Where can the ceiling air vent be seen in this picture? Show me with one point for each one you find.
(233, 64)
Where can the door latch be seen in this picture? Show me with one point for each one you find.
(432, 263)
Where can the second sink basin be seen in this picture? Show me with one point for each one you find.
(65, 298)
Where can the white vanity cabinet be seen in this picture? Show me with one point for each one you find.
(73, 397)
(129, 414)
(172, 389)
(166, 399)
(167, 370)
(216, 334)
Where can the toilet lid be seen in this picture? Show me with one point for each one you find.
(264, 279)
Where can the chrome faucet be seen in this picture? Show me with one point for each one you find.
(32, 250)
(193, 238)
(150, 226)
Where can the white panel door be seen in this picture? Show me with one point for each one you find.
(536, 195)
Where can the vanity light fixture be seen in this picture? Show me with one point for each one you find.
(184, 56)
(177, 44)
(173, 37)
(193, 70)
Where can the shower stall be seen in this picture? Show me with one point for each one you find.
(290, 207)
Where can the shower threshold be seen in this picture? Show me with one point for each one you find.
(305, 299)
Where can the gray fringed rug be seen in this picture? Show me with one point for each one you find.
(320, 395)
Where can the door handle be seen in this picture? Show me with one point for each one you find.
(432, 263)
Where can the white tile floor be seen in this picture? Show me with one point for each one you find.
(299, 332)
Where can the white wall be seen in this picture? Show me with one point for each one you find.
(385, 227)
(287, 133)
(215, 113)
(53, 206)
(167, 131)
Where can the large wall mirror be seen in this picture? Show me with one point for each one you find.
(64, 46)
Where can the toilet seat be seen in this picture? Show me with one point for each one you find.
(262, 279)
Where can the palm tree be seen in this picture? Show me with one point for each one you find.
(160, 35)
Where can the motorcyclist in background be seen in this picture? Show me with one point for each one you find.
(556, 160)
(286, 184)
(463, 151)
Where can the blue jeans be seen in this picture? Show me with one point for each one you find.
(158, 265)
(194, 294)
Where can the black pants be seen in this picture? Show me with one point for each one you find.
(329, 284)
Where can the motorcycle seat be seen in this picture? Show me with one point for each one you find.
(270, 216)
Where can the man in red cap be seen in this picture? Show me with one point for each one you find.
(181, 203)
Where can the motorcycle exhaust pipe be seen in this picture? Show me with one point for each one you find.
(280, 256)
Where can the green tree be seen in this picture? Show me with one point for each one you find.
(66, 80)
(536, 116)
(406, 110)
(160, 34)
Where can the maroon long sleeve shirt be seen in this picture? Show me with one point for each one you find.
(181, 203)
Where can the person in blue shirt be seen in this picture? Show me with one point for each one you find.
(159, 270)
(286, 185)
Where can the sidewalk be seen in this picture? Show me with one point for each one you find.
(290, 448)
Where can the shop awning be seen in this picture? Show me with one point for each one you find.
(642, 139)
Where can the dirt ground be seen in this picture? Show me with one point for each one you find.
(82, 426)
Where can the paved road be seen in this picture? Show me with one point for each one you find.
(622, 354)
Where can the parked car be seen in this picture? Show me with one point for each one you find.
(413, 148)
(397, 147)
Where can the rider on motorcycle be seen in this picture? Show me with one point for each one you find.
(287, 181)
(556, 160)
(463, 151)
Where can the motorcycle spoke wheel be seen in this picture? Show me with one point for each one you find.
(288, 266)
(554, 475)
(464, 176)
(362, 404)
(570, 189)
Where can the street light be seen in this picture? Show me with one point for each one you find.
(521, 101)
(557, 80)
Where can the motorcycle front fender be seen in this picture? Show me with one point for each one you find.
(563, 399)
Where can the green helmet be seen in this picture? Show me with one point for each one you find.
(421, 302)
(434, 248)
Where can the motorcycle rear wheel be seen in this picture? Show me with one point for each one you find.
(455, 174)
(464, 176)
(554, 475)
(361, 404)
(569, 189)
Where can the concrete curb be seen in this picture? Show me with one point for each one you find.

About this exercise: Output the lines from the one holding "Where can the motorcycle rear" to the last line of the material, inclusive, exactly as they appear. Add no others.

Task output:
Where can the motorcycle rear wheel be seen in this picture? Show me with one point for each one you find.
(455, 174)
(464, 176)
(554, 475)
(361, 404)
(569, 189)
Where can the concrete curb be seen in this picture? Show me with one point for each one you find.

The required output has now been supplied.